From sore feet to backaches, blame it on human evolution.
"Because we are the only mammals to walk on two feet," says Bruce Latimer, an anthropologist from the Case Western Reserve University School of Dental Medicine.
Latimer will present "A Backache of Longstanding: An Evolutionary Perspective on the Human Vertebral Column" at the 2013 American Association for the Advancement of Science's annual meeting in Boston, Feb. 14-18. His talk will be featured in the session, "The Scars of Human Evolution."
Latimer and other panelists will explain how adapting to upright walking has resulted in physical challenges that affect most humans. A news briefing at 10 a.m. is scheduled on Friday, Feb. 15, in Room 103, Hynes Convention Center and precedes afternoon talks in Room 302, also in the center.
"If an engineer were given the task to design the human body, he or she would never have done it the way humans have evolved," Latimer said. "Unfortunately, we can't go back to walking on four feet. We've undergone too much evolutionary change for that—and it is not the answer to our problems."
But applying Darwinian evolutionary theory to the human condition offers a window to why humans suffer from physical ailments that no other animals do, said Latimer, who is on the faculty in the Department of Orthodontics at Case Western Reserve.
Evolving from four-footed walking has created issues from flat feet and bunions to slipped discs, hernias and fallen pelvic floors. And as bizarre as it sounds, rising from four to two feet resulted in reshaping the face and head, which is why humans suffers with such dental problems as wisdom teeth with no room to grow.
Latimer's talk will focus on physical problems of the spine, which developed into an S-shaped structure as humans shifted from quadrapedal walking to bipedal walking. But changes to the spine also resulted in protecting the body's most important area, the birth canal, which allowed the species to procreate.
As the spine developed in curves, it became stressed at certain points, resulting in such conditions as lordosis (swayed backs), kyphosis (rounded upper back or hunch back) and scoliosis (sideway curve).
The spine also takes a beating from how people walk—one foot forward at a time with the opposite side arm swinging in step.

..........

**Task 1**.
Please translate this sentence from the spine article into Spanish: "The spine also takes a beating from how people walk—one foot forward at a time with the opposite side arm swinging in step."
**Task 2**.
For each statement, decide whether the spine article supports it, and give yes or no with the deciding words from the text: (a) Latimer's talk is at the 2013 American Association for the Advancement of Science meeting in Boston. (b) The news briefing is held in Room 302. (c) Latimer says humans could go back to walking on four feet.
The rows come from a separate source, not from the spine article.

**Records provided**.
..........

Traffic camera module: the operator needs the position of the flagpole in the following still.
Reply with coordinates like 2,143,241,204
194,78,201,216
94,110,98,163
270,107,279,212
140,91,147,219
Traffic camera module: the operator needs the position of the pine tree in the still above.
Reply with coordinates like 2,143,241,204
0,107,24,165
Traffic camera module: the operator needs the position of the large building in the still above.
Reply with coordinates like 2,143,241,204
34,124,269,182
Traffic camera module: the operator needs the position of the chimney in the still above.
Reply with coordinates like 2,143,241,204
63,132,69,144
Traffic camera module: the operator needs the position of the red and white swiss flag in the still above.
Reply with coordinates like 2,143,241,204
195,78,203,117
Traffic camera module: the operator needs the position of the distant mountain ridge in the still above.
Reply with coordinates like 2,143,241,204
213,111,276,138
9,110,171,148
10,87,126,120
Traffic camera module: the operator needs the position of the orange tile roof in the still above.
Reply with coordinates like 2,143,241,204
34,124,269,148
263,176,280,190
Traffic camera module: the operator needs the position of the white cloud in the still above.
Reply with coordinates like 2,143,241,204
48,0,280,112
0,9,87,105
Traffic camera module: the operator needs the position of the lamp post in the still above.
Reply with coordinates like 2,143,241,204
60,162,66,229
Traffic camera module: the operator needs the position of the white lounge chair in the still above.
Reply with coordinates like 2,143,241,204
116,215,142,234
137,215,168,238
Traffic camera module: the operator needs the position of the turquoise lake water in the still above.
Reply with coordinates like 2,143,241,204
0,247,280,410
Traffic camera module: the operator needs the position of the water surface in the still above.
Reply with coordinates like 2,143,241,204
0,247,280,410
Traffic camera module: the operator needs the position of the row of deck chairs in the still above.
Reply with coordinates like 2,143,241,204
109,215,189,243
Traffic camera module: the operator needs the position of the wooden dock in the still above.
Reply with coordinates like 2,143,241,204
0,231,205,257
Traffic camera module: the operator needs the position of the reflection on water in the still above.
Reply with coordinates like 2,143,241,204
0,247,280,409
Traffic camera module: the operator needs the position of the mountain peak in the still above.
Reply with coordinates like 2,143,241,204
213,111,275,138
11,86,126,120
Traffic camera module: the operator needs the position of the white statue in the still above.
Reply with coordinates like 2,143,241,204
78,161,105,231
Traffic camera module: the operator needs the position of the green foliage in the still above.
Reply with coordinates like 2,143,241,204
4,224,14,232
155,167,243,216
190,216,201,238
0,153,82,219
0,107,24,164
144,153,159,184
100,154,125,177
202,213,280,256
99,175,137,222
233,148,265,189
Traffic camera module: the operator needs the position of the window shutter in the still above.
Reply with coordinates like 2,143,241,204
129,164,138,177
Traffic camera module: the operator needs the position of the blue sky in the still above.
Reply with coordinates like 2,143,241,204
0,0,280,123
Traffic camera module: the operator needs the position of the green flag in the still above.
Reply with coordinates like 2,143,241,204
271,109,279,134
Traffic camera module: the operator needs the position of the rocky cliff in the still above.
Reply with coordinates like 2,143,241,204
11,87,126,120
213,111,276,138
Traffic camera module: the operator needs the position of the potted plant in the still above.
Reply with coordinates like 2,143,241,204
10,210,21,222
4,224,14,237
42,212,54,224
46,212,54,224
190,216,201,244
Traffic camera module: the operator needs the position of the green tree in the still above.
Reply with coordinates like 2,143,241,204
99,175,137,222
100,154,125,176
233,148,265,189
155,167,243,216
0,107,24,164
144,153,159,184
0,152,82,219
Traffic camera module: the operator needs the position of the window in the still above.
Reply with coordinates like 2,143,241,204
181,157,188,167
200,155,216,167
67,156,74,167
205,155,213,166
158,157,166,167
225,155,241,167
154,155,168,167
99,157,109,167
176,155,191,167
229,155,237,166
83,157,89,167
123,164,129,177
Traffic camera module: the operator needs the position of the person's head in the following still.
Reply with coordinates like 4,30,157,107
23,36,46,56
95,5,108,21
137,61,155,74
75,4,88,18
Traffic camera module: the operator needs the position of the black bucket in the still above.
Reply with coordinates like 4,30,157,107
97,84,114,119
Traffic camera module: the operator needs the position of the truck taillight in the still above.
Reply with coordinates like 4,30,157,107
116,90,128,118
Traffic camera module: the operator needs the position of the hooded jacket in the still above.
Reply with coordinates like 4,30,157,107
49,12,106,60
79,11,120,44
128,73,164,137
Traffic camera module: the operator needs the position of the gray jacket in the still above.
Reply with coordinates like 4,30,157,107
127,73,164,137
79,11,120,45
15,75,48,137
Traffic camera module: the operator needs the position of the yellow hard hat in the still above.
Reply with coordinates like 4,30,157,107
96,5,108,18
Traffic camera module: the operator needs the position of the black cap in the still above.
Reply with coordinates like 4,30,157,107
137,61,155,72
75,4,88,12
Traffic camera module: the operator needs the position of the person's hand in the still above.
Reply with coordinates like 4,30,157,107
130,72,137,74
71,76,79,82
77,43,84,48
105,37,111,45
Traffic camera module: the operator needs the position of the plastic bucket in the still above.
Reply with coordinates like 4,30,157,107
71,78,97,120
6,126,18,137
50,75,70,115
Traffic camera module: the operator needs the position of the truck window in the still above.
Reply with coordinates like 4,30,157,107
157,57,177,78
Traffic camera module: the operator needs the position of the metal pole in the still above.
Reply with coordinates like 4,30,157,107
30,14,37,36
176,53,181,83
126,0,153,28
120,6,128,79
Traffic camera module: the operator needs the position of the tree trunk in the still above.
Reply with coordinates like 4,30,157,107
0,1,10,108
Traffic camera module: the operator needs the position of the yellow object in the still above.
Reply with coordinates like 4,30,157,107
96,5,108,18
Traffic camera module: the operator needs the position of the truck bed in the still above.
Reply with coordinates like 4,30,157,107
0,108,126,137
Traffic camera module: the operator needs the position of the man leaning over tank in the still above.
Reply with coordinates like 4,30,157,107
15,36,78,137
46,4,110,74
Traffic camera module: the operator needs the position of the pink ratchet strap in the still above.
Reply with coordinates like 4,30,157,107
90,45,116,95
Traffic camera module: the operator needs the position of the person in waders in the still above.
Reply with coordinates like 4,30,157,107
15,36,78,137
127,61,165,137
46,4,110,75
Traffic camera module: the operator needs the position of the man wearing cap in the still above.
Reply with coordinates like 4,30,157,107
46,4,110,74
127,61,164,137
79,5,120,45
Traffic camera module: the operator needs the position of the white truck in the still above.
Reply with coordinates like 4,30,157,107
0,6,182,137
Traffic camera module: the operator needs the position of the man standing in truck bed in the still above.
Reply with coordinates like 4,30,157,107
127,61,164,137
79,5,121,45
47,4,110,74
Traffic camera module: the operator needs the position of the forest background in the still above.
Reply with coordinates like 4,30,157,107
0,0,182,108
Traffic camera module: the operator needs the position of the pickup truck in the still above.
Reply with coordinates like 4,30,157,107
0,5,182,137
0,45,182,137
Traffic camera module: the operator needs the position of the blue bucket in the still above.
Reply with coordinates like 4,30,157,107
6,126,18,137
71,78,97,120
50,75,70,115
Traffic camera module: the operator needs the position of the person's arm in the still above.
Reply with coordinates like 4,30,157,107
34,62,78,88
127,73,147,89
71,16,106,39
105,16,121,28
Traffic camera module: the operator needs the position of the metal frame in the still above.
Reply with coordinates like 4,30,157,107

..........

**Answer 1**.
La columna vertebral también sufre un castigo por la forma en que caminan las personas: un pie hacia adelante a la vez, con el brazo del lado opuesto balanceándose al compás.

**Answer 2**.
(a) Yes: "Latimer will present "A Backache of Longstanding: An Evolutionary Perspective on the Human Vertebral Column" at the 2013 American Association for the Advancement of Science's annual meeting in Boston, Feb. 14-18."
(b) No: "A news briefing at 10 a.m. is scheduled on Friday, Feb. 15, in Room 103, Hynes Convention Center"
(c) No: "Unfortunately, we can't go back to walking on four feet."